Defendant indicated that he made the ATM withdrawal from Chase Bank on September 9, 2015 and the ATM withdrawal from Bank of America in Monterey on September 13, 2015. As to the latter withdrawal, defendant said that Peggy and he were running errands in Monterey. Defendant admitted that he made ATM withdrawals with Peggy from the credit union on September 18, 2015, from a Wells Fargo branch in Pacific Grove on September 22, 2015, from the credit union on September 26, 2015, from a Wells Fargo branch in Pacific Grove on September 27, 2015, and from the credit union on October 4, 2015. He agreed with the prosecutor that “quite a bit of money” had been withdrawn within a short time.
Defendant admitted that it was his truck in the background of the photographs of the ATM withdrawals at the credit union.
At trial, the prosecutor questioned defendant about his interview with Sergeant Beuttler that took place in a parking lot. He asked whether defendant was living in his truck at the time, and defendant answered that he was. The prosecutor inquired, “Was it fair to say that you were strapped for money at the time you were living in your truck?” Defendant replied, “Yeah, I guess you could say that.”
II
Discussion
A. Grand Theft Conviction
Defendant asserts that his grand theft conviction must be dismissed because it is a lesser included offense of elder theft in violation of section 368, subdivision (d) and because conviction of both violates double jeopardy. The People agree. The governing law, however, precludes us from accepting the People’s concession.
“Under section 954, as [the California Supreme Court has] interpreted it, ‘a defendant properly may be convicted of two offenses if neither offense is necessarily included in the other, even though under section 654 he or she could not be punished for more than one offense arising from the single act or indivisible course of conduct.’ [Citations.]” (People v. Vidana (2016) 1 Cal.5th 632, 637 (Vidana).) “When a defendant is found guilty of both a greater and a necessarily lesser included offense arising out of the same act or course of conduct, and the evidence supports the verdict on the greater offense, that conviction is controlling, and the conviction of the lesser offense must be reversed. [Citations.] If neither offense is necessarily included in the other, the defendant may be convicted of both, ‘even though under section 654 he or she could not be punished for more than one offense arising from the single act or indivisible course of conduct.’ [Citation.]” (People v. Sanders (2012) 55 Cal.4th 731, 736.)

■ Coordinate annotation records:
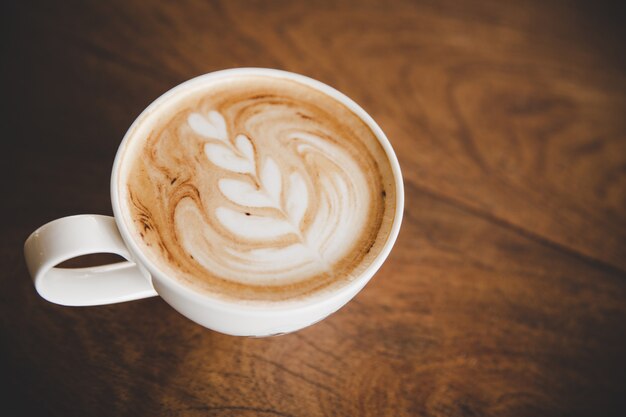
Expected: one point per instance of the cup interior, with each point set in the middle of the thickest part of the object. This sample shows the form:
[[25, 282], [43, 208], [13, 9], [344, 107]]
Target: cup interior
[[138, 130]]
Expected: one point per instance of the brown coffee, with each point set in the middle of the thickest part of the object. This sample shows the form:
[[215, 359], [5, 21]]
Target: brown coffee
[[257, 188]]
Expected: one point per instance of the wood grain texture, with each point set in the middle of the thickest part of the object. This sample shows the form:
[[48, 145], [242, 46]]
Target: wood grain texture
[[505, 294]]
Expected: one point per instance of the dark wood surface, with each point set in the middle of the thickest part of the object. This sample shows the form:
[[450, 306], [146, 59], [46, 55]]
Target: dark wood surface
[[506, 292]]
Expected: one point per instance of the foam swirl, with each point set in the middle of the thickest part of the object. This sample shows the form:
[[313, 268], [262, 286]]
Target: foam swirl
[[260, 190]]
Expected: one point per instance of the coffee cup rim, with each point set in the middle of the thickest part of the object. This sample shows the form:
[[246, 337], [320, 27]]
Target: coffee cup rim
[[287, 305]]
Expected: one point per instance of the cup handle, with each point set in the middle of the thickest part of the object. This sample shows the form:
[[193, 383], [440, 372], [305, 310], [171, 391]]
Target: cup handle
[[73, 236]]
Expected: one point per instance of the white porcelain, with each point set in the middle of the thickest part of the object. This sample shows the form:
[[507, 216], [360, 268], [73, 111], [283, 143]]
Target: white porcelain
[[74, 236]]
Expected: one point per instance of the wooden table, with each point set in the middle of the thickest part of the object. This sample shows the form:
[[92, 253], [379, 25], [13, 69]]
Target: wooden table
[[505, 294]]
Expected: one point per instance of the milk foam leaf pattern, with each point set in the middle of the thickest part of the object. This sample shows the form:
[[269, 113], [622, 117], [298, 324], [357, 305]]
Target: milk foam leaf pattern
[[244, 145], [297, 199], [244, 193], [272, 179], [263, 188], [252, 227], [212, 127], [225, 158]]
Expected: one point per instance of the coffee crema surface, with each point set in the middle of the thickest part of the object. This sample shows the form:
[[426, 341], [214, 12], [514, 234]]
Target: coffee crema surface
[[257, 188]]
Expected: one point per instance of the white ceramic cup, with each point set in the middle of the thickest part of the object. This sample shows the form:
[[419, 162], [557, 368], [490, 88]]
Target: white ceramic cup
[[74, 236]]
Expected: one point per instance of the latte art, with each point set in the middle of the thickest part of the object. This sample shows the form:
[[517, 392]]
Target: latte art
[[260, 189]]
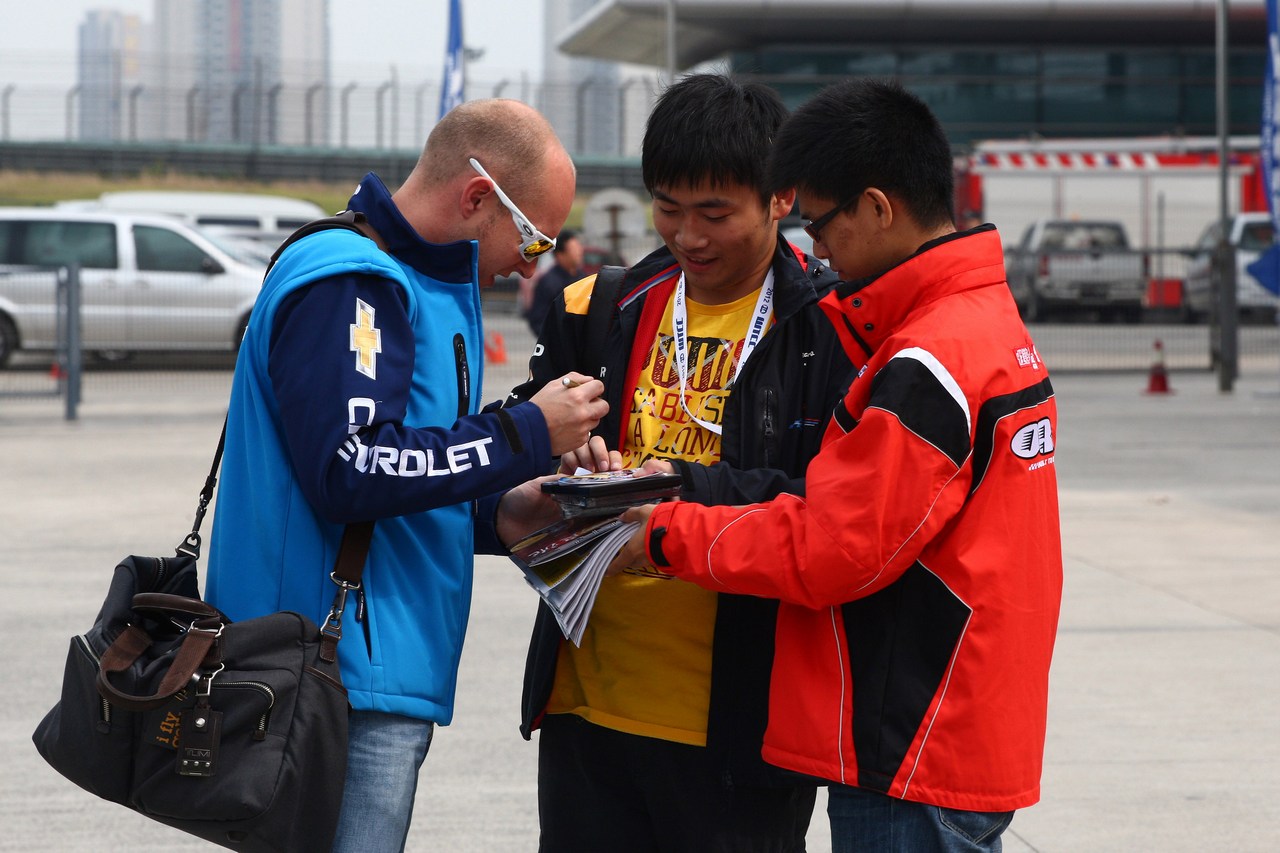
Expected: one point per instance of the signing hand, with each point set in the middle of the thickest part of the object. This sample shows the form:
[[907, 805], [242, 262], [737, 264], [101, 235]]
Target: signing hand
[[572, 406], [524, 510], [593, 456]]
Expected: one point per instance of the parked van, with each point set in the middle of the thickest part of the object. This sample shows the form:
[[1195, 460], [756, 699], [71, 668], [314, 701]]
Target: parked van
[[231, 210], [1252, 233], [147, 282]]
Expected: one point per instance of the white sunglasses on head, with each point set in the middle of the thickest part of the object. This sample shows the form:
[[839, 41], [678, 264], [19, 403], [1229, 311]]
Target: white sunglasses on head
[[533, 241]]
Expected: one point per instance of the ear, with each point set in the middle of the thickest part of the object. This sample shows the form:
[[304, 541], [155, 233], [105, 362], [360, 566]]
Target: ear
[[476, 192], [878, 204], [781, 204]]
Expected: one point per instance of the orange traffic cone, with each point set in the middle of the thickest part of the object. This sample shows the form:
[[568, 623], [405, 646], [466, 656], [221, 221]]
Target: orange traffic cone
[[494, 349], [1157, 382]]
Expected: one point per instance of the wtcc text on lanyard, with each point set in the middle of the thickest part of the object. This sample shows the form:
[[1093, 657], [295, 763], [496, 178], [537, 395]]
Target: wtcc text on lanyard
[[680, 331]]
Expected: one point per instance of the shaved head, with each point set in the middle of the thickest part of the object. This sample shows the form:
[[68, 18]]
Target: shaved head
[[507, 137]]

■ Requests:
1/ From the court opinion, extract the part that opens with the words containing "Defendant indicated that" and closes with "the credit union.".
2/ According to the court opinion, where was the defendant living at the time of his interview with Sergeant Beuttler?
3/ Decide whether each statement agrees with the court opinion. Answer yes or no for each, and quote the deciding words.
(a) The People agreed with the defendant's claim about the grand theft conviction.
(b) The defendant denied that the truck in the background of the credit union photographs was his.
(c) The Bank of America withdrawal was made in Pacific Grove.

■ Solutions by task:
1/
Defendant indicated that he made the ATM withdrawal from Chase Bank on September 9, 2015 and the ATM withdrawal from Bank of America in Monterey on September 13, 2015. As to the latter withdrawal, defendant said that Peggy and he were running errands in Monterey. Defendant admitted that he made ATM withdrawals with Peggy from the credit union on September 18, 2015, from a Wells Fargo branch in Pacific Grove on September 22, 2015, from the credit union on September 26, 2015, from a Wells Fargo branch in Pacific Grove on September 27, 2015, and from the credit union on October 4, 2015. He agreed with the prosecutor that “quite a bit of money” had been withdrawn within a short time.
Defendant admitted that it was his truck in the background of the photographs of the ATM withdrawals at the credit union.

2/ He was living in his truck.

3/
(a) Yes: "The People agree."
(b) No: "Defendant admitted that it was his truck in the background of the photographs of the ATM withdrawals at the credit union."
(c) No: "the ATM withdrawal from Bank of America in Monterey on September 13, 2015"